--- START OF Records supplied ---

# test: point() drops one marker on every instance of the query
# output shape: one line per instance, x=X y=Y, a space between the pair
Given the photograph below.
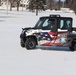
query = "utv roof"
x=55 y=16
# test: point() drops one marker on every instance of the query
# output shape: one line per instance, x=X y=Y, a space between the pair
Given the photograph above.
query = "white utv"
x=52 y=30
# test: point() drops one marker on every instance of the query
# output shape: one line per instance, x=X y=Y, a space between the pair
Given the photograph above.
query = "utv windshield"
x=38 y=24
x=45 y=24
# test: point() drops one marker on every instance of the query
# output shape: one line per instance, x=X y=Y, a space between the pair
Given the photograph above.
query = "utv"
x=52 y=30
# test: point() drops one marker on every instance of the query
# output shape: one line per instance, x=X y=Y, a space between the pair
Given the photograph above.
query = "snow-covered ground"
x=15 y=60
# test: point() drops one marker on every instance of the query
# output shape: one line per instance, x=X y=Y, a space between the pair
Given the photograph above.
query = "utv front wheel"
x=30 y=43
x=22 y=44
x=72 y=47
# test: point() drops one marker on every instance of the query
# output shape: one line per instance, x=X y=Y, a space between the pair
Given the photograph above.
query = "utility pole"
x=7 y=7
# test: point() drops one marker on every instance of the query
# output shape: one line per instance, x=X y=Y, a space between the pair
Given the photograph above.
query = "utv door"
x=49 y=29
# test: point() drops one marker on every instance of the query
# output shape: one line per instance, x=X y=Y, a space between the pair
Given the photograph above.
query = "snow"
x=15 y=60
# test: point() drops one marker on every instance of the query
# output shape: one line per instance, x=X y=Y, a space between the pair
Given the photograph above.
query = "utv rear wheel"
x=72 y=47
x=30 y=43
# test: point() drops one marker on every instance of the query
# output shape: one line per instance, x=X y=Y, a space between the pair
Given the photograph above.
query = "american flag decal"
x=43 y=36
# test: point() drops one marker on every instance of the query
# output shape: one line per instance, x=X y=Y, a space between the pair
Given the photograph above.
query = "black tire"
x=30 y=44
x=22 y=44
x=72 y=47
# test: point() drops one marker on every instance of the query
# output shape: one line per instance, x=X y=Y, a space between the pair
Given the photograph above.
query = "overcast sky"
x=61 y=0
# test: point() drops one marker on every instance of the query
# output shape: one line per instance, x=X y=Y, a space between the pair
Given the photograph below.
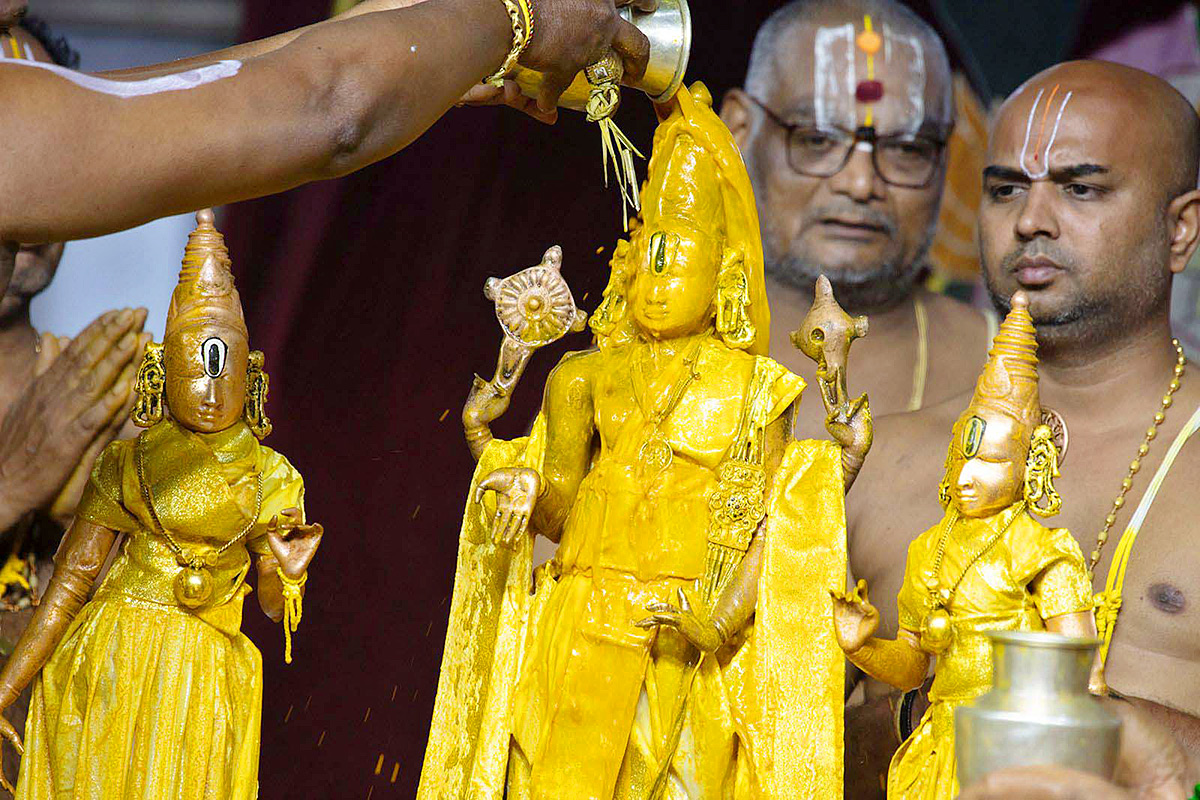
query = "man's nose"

--- END OF Records supplied ---
--- START OF Records supplied ---

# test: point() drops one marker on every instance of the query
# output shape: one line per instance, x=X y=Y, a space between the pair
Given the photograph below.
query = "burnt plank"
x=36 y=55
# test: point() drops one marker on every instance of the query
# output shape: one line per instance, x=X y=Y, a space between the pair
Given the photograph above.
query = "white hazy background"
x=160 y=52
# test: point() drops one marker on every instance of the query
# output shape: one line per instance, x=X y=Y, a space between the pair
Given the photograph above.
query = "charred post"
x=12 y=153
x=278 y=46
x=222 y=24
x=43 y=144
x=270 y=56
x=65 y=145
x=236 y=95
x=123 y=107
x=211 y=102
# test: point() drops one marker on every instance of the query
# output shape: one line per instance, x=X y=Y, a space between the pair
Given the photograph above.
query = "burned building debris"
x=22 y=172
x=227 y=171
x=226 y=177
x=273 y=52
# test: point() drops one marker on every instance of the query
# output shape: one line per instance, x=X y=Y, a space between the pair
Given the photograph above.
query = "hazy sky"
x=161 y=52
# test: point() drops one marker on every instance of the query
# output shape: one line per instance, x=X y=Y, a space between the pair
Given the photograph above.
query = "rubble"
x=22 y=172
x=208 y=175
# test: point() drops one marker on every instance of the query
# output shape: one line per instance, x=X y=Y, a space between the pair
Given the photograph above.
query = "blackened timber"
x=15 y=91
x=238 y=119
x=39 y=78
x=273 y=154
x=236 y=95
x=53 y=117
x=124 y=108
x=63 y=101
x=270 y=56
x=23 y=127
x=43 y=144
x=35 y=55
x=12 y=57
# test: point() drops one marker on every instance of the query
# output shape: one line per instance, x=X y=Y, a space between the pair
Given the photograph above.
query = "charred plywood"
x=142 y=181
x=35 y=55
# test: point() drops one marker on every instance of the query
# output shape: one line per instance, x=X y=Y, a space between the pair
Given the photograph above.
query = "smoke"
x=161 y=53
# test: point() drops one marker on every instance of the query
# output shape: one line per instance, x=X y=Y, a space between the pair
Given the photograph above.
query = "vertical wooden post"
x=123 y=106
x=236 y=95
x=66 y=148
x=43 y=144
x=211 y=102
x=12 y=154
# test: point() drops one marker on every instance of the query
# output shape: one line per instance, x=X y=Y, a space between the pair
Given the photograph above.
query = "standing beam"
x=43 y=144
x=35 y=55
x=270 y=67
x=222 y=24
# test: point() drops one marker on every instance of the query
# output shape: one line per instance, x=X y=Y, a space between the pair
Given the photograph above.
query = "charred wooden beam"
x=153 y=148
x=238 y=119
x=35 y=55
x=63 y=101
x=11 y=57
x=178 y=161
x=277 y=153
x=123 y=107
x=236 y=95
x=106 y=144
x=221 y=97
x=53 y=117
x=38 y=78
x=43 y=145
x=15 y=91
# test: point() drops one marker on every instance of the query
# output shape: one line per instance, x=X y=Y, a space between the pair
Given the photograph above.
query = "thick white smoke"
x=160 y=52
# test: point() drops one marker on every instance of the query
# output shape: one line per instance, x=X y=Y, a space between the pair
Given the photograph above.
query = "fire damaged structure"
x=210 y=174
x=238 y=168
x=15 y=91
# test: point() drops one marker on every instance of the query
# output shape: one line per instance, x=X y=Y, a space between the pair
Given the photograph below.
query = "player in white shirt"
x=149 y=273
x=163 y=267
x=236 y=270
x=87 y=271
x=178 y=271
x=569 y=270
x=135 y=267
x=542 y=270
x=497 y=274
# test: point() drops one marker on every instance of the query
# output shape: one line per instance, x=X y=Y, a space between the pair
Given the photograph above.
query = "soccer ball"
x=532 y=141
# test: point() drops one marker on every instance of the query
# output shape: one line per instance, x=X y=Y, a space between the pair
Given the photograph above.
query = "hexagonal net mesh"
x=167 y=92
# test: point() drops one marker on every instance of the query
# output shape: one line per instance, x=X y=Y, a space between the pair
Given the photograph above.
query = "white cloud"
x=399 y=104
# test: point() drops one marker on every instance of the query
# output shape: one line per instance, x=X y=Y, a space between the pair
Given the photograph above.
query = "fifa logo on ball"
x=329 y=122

--- END OF Records supplied ---

### Task
Identify each line in the material above that contains the word "charred" and copy those lines out.

### Output of the exercise
query = "charred post"
query = "charred plywood"
query = "charred wooden beam"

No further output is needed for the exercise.